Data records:
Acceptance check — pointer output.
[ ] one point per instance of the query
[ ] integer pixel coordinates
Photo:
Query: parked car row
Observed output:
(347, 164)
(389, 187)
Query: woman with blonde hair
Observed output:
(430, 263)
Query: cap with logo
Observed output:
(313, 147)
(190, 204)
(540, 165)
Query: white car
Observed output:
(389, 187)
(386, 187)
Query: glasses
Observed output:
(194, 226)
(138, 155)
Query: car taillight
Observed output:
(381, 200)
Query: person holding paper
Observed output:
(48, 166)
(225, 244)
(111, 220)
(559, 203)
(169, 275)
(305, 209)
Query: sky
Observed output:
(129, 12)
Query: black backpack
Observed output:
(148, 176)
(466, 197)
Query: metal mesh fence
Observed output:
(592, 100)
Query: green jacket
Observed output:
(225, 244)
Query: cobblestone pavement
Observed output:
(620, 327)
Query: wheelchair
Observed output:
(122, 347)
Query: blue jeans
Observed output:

TRY IT:
Output the line containing "Query: green jacket" and every line after it through the final line of the records above, exactly as written and nothing else.

RESPONSE AREA:
Query: green jacket
Observed output:
(225, 244)
Query: cobblestone pavement
Observed output:
(620, 327)
Query: wheelchair
Observed output:
(122, 347)
Query: blue jeans
Observed output:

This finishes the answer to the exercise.